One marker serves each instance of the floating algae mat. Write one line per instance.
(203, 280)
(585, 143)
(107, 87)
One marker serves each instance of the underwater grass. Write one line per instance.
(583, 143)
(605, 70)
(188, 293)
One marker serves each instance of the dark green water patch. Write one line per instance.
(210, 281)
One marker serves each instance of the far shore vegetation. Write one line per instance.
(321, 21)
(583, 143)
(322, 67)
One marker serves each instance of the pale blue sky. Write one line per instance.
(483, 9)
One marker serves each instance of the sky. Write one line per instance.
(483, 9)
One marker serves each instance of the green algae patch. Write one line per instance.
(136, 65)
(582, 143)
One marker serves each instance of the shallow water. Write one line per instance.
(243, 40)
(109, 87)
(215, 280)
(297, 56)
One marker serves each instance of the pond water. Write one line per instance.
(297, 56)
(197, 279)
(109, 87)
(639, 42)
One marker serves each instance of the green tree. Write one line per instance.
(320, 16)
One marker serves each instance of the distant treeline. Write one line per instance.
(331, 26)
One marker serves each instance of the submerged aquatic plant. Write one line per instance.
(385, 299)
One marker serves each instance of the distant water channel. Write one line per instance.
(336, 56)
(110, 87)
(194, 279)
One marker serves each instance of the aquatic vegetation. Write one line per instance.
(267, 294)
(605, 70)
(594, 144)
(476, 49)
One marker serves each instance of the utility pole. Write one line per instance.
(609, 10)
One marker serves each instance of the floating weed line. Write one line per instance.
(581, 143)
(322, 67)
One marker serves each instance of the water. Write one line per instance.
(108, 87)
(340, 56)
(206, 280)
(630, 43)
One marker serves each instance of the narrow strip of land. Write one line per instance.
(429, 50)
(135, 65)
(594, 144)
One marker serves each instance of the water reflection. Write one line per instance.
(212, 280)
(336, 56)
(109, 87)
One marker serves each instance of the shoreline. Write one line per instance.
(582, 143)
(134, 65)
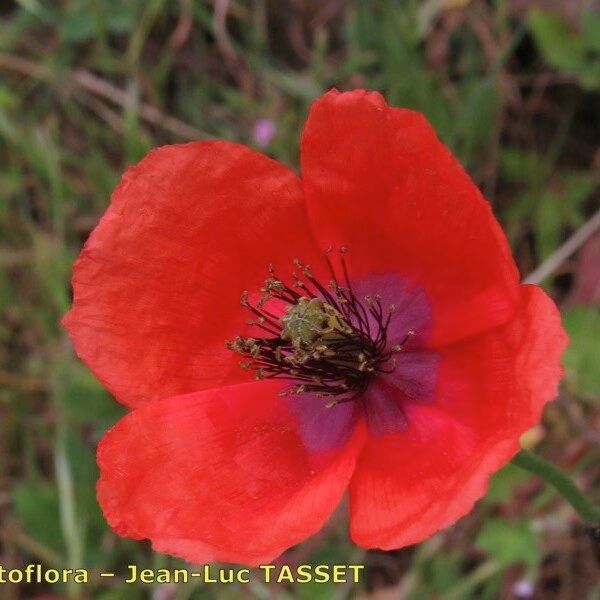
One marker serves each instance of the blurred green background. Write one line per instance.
(88, 86)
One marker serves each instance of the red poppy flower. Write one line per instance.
(391, 350)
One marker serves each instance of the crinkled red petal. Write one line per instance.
(378, 180)
(158, 284)
(490, 390)
(221, 475)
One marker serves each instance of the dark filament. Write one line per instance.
(330, 342)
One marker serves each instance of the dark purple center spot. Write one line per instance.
(411, 378)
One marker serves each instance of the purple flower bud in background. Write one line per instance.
(524, 588)
(263, 131)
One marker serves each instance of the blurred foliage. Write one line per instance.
(88, 86)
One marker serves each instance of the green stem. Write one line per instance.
(561, 482)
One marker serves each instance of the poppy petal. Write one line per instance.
(157, 287)
(490, 390)
(220, 475)
(379, 181)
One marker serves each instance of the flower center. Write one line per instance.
(328, 341)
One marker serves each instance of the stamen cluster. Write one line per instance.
(329, 342)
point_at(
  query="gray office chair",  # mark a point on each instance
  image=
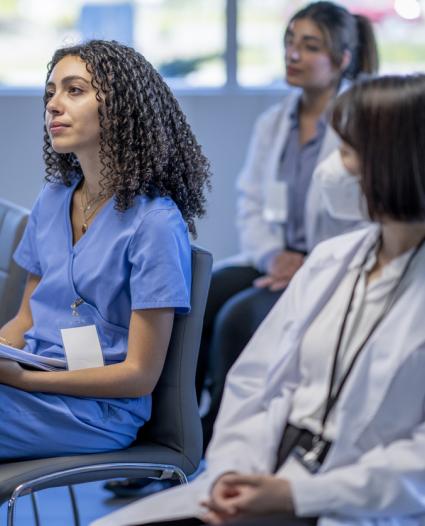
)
(169, 446)
(13, 219)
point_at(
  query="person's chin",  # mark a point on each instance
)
(294, 81)
(57, 147)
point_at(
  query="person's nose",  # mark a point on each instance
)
(293, 53)
(54, 105)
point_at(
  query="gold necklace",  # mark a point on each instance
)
(90, 207)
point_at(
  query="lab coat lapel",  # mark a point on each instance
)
(332, 268)
(375, 371)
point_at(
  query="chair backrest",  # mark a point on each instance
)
(175, 420)
(12, 278)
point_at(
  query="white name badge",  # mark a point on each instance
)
(82, 347)
(276, 202)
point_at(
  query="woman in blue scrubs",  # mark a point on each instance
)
(106, 248)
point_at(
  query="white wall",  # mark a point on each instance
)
(221, 121)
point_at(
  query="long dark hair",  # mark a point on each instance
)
(383, 119)
(344, 31)
(146, 144)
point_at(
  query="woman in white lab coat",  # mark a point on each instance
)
(280, 213)
(327, 424)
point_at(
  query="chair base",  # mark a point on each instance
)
(165, 471)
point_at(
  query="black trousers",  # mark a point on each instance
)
(276, 519)
(233, 313)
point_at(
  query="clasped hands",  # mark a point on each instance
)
(280, 270)
(234, 496)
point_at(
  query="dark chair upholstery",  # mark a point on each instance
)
(12, 278)
(169, 446)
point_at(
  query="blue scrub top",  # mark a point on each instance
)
(137, 259)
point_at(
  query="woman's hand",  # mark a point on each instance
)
(235, 495)
(11, 373)
(280, 271)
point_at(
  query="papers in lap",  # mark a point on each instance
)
(30, 360)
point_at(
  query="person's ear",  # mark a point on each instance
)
(346, 60)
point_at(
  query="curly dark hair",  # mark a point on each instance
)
(146, 144)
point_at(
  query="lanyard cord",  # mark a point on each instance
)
(332, 399)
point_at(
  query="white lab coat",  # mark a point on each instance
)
(374, 474)
(260, 235)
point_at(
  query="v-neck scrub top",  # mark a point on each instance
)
(137, 259)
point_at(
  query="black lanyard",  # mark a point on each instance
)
(332, 399)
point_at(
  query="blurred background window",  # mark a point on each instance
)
(186, 39)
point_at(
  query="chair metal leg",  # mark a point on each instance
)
(75, 512)
(35, 509)
(167, 471)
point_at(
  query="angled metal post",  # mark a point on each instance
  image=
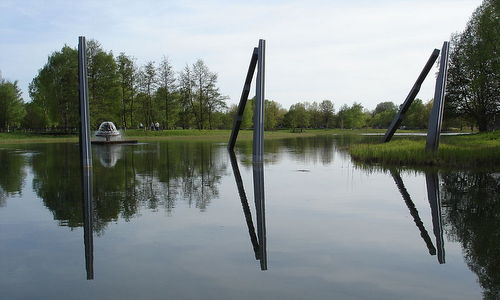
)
(85, 148)
(260, 208)
(411, 96)
(258, 124)
(243, 100)
(436, 117)
(432, 182)
(88, 238)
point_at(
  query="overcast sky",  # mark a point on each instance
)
(345, 51)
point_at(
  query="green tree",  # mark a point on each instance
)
(11, 105)
(383, 114)
(55, 89)
(147, 84)
(104, 85)
(474, 68)
(327, 113)
(351, 117)
(127, 76)
(167, 88)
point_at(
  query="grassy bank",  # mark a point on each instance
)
(454, 151)
(188, 134)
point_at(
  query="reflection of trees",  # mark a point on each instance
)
(318, 149)
(151, 176)
(473, 218)
(12, 174)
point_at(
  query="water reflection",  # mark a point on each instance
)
(160, 176)
(435, 204)
(258, 241)
(88, 220)
(108, 154)
(472, 217)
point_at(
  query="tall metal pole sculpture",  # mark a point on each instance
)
(258, 58)
(436, 117)
(432, 182)
(86, 159)
(411, 96)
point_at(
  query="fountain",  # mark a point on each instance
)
(111, 135)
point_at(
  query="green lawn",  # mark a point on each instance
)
(454, 151)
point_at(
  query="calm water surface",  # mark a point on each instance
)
(180, 220)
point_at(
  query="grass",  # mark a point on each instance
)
(477, 150)
(187, 134)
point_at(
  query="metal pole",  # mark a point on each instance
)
(88, 237)
(432, 182)
(413, 211)
(243, 100)
(260, 208)
(244, 204)
(85, 149)
(436, 117)
(86, 159)
(411, 96)
(258, 124)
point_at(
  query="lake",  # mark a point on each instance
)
(187, 220)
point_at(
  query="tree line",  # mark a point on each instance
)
(130, 95)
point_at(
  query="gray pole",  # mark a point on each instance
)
(432, 182)
(411, 96)
(88, 238)
(85, 149)
(243, 100)
(258, 124)
(436, 117)
(260, 208)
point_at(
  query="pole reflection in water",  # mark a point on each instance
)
(432, 182)
(413, 211)
(87, 221)
(258, 240)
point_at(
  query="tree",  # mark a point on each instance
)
(147, 85)
(273, 115)
(104, 85)
(327, 113)
(127, 74)
(383, 114)
(351, 117)
(297, 116)
(55, 89)
(166, 82)
(11, 105)
(474, 68)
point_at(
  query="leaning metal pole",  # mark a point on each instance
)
(86, 159)
(260, 208)
(258, 124)
(243, 100)
(85, 149)
(436, 117)
(411, 96)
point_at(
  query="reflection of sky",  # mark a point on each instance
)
(333, 232)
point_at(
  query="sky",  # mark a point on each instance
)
(344, 51)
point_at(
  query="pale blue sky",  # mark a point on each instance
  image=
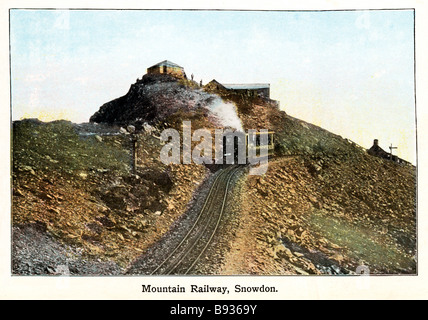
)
(350, 72)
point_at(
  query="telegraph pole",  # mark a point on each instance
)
(134, 138)
(390, 151)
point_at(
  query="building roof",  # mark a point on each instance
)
(166, 63)
(246, 86)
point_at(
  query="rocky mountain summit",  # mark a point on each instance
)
(325, 206)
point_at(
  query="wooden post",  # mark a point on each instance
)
(390, 151)
(134, 153)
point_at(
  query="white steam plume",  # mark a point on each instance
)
(226, 114)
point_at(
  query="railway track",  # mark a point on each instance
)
(184, 256)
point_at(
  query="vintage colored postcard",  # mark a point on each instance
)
(147, 143)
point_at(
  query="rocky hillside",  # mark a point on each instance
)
(324, 206)
(76, 202)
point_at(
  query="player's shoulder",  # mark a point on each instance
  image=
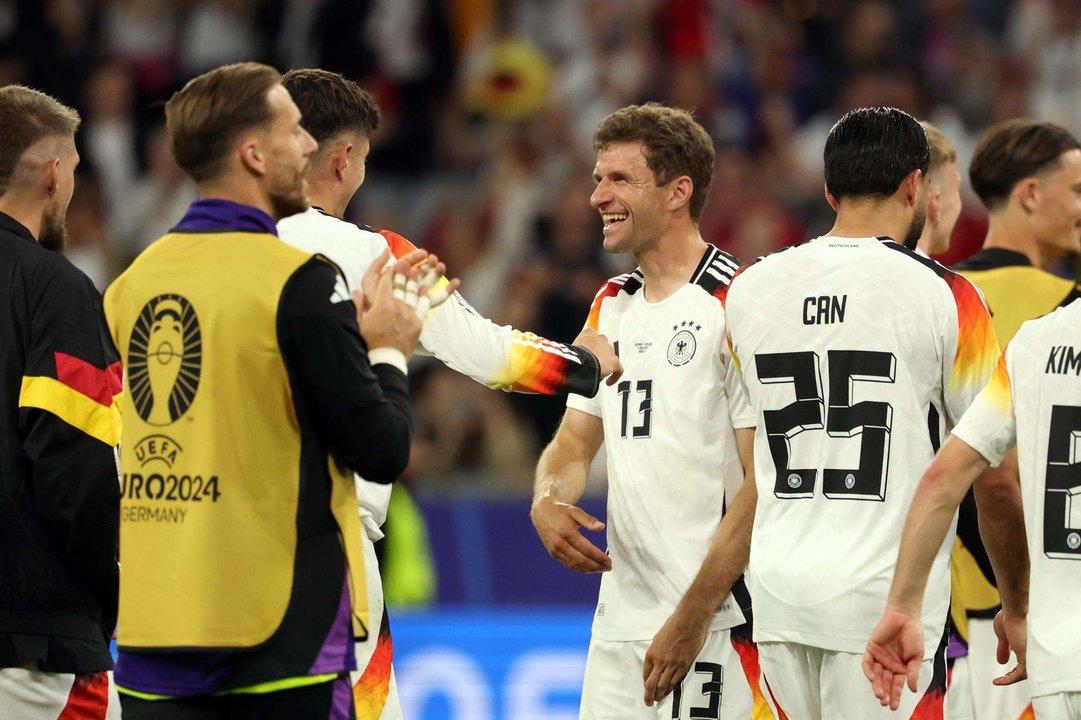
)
(316, 227)
(715, 271)
(625, 284)
(615, 291)
(1063, 322)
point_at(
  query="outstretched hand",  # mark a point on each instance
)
(1013, 636)
(558, 524)
(671, 653)
(894, 653)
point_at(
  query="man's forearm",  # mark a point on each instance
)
(561, 474)
(1002, 530)
(930, 517)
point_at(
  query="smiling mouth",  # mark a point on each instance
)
(611, 220)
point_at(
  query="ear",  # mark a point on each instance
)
(252, 156)
(911, 186)
(1027, 194)
(339, 160)
(680, 194)
(829, 197)
(52, 176)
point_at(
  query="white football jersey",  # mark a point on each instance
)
(1033, 400)
(497, 356)
(856, 356)
(669, 443)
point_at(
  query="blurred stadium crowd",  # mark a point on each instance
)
(484, 154)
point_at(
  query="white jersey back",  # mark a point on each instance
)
(856, 355)
(669, 443)
(1035, 400)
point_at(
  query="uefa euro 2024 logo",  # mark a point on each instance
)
(164, 359)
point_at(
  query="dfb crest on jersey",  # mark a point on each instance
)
(683, 344)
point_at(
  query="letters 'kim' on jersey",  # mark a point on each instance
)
(856, 356)
(1033, 400)
(669, 442)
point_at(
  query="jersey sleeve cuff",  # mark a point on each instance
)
(388, 356)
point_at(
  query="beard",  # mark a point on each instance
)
(916, 229)
(53, 234)
(288, 197)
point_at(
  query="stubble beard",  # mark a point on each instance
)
(916, 229)
(289, 198)
(53, 234)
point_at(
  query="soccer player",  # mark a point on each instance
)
(1032, 401)
(250, 392)
(665, 425)
(944, 207)
(855, 354)
(342, 117)
(944, 194)
(1028, 176)
(61, 503)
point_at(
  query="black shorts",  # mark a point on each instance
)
(328, 701)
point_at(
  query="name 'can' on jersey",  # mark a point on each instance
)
(856, 356)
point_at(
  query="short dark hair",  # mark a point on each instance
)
(331, 104)
(27, 117)
(212, 110)
(675, 144)
(871, 149)
(1012, 150)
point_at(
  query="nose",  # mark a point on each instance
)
(600, 196)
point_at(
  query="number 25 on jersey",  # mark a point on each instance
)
(872, 420)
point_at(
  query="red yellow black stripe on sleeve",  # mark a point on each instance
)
(81, 395)
(976, 346)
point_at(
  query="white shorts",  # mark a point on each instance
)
(1058, 706)
(991, 702)
(723, 683)
(374, 687)
(35, 695)
(811, 683)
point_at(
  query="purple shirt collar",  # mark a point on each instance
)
(216, 214)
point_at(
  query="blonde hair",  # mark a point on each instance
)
(27, 117)
(942, 149)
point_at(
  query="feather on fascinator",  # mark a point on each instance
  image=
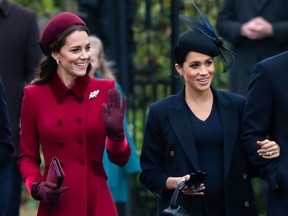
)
(201, 24)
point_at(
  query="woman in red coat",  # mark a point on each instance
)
(71, 116)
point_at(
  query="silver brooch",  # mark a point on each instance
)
(93, 94)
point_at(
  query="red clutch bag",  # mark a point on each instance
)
(55, 172)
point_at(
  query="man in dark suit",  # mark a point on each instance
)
(266, 116)
(256, 29)
(19, 56)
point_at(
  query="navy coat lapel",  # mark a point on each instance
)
(176, 113)
(230, 125)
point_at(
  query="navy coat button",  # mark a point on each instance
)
(245, 176)
(59, 122)
(246, 203)
(60, 143)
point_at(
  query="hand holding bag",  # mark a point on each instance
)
(55, 172)
(173, 208)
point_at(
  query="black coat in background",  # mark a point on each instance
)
(169, 150)
(266, 115)
(6, 146)
(19, 57)
(248, 52)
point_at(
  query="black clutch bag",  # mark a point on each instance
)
(55, 172)
(174, 208)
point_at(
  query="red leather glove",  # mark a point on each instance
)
(113, 115)
(48, 192)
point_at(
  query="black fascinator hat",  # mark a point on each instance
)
(202, 38)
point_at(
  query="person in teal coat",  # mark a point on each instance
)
(118, 177)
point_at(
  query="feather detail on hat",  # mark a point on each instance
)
(201, 24)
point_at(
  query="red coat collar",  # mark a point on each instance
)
(60, 90)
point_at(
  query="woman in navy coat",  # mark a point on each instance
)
(198, 129)
(70, 116)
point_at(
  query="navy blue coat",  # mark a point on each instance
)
(266, 115)
(169, 150)
(6, 147)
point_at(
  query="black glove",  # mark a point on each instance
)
(48, 192)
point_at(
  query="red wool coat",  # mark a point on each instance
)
(68, 124)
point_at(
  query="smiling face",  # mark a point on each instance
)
(197, 71)
(74, 57)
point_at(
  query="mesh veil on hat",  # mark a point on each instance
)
(203, 37)
(198, 42)
(57, 25)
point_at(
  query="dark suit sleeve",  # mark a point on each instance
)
(256, 123)
(6, 147)
(152, 155)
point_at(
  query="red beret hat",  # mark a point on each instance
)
(57, 25)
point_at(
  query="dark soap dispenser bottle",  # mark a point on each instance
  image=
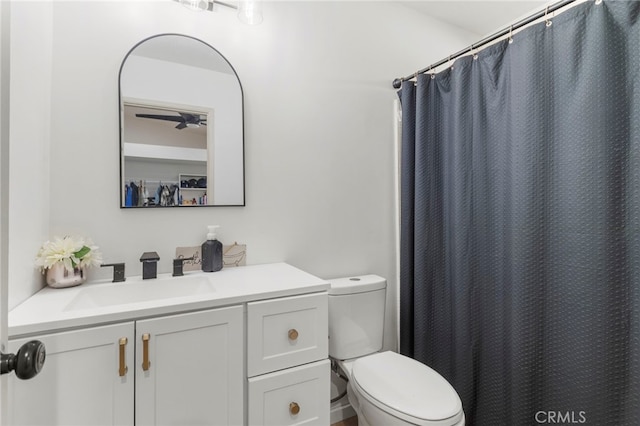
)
(212, 251)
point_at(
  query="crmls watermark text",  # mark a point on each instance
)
(561, 417)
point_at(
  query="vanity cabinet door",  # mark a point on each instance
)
(87, 379)
(189, 369)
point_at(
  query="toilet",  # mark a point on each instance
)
(384, 388)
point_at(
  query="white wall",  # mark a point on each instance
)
(318, 133)
(30, 137)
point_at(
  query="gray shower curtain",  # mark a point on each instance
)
(520, 223)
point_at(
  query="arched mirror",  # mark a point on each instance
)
(181, 126)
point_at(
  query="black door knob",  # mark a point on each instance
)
(27, 362)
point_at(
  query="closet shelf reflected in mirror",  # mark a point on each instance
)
(184, 119)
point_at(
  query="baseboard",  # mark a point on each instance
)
(341, 410)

::::::::::

Task goal: Work out how many lines in the data above hold the word "coat". Reply with nothing but the count.

Written solution: 12